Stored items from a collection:
------------------------

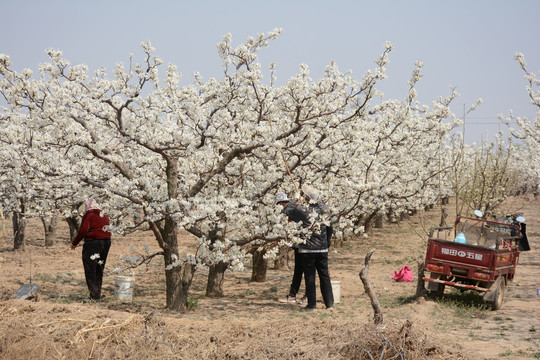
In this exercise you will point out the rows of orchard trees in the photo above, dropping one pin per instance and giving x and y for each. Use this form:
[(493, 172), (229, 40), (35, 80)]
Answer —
[(209, 157)]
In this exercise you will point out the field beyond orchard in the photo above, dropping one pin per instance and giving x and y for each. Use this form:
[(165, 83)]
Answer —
[(249, 322)]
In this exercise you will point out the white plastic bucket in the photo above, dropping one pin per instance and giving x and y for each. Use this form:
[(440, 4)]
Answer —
[(336, 289), (123, 288)]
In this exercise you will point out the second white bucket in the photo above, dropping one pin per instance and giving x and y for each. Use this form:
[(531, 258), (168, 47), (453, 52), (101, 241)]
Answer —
[(336, 289), (123, 288)]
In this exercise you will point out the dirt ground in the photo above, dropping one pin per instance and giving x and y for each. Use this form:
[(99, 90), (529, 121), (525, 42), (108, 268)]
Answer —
[(249, 322)]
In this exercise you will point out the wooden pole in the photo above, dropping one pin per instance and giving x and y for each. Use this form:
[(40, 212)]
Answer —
[(3, 228), (378, 318)]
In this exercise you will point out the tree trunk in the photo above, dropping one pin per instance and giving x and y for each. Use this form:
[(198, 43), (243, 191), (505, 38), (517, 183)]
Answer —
[(379, 221), (216, 278), (3, 228), (74, 222), (19, 227), (420, 287), (50, 229), (282, 259), (258, 273), (178, 275), (378, 318)]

------------------------

Work to complete: Reproduce every line of the records above exactly, but leave the pictures out of your answer.

Answer for this exercise:
In this exercise you will point out the rows of orchard trees in the photo above, dropping one pin per instance and giving x and y for each. Use this form:
[(493, 172), (229, 40), (35, 80)]
Answer —
[(209, 157)]
In this exercise you will point out the field beyond orchard in the photo above, dropping one pin per instance and giving x and y for each. Use this form:
[(165, 83)]
Answer —
[(249, 322)]
In this exercise you will point out the white plastic bucket in the photo above, dropping one pin per instance and giving x and y for each. Use this form:
[(440, 4)]
Answer —
[(336, 289), (123, 288)]
In this exercise you will point out the second white bucket in the photo above, dropping one pin per instance and giving x and y for each. Use this form:
[(531, 258), (168, 47), (453, 52), (101, 241)]
Answer —
[(336, 289), (123, 288)]
In this exercise you will point out the dirt ground in the photo above, dropping one pin per instance and giving x and y for each. Use this form:
[(99, 90), (529, 121), (525, 42), (108, 268)]
Answer —
[(249, 322)]
In this exercise you will point out the wooden pole in the photo above, dropping one pin per instance and giving x and y for each. Use this form:
[(40, 212)]
Answer —
[(3, 228), (378, 318)]
In this exercise you will point out the tree trunk in the photo above, dropping one pin per instance and giving x and y for each. Use this form:
[(198, 43), (243, 191), (505, 38), (517, 183)]
Answer —
[(379, 221), (216, 278), (3, 228), (74, 222), (19, 227), (420, 287), (50, 229), (282, 259), (258, 273), (178, 275), (378, 318)]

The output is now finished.